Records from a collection
⟨
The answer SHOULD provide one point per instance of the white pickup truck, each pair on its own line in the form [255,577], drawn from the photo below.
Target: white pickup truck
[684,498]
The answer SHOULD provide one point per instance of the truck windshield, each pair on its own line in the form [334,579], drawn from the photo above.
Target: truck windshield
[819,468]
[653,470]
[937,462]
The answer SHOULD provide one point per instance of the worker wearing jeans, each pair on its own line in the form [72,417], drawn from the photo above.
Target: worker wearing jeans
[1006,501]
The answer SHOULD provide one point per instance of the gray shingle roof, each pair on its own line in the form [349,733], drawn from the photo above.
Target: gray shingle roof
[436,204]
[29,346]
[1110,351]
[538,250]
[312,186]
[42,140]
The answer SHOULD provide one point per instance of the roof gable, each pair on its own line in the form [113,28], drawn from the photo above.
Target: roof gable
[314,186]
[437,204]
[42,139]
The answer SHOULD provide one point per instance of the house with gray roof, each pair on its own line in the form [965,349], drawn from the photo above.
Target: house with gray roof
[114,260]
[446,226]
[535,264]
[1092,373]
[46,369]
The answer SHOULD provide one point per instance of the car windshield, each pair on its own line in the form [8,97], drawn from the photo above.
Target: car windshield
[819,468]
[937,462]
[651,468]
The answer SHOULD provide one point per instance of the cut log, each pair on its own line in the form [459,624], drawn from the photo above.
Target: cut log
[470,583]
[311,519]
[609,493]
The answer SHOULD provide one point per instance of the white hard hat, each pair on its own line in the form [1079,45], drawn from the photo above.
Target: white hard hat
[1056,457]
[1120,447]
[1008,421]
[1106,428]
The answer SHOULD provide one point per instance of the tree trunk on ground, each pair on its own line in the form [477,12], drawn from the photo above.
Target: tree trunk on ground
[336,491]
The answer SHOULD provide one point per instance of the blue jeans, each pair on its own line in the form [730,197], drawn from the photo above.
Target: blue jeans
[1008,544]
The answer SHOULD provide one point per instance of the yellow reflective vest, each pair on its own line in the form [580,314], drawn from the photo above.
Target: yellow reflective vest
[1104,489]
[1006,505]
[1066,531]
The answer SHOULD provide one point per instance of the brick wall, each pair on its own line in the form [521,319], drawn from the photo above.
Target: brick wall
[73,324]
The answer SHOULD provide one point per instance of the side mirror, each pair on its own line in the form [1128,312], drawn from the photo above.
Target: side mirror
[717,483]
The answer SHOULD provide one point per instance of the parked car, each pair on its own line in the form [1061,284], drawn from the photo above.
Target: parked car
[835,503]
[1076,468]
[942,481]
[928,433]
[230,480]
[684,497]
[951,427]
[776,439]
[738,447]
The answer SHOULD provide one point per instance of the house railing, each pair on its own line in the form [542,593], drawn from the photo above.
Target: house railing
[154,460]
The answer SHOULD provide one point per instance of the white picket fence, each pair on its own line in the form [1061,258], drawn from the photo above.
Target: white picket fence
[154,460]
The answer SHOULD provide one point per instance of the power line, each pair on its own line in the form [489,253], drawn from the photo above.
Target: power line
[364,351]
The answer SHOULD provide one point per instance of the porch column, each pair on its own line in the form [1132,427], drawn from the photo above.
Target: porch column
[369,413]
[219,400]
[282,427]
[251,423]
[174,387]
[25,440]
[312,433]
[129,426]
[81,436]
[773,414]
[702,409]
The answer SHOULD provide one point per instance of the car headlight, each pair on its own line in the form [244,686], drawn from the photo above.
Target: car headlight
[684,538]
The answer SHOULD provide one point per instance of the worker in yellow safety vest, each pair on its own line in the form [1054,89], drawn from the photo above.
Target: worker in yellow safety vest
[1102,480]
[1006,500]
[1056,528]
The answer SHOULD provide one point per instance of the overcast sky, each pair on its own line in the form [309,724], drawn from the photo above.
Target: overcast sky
⟩
▶ EXERCISE
All lines above from the one containing "Target: parked car" to the one containing "[542,593], drawn from the photo above." must be repeated exactly, both lines included, and no others.

▶ OUTPUT OF THE EXERCISE
Target: parked car
[835,503]
[1076,468]
[942,481]
[928,433]
[230,480]
[684,497]
[951,427]
[776,439]
[738,447]
The answer SHOULD provide one point per instance of the house railing, each pair on its own line in the form [542,593], drawn from the photo above.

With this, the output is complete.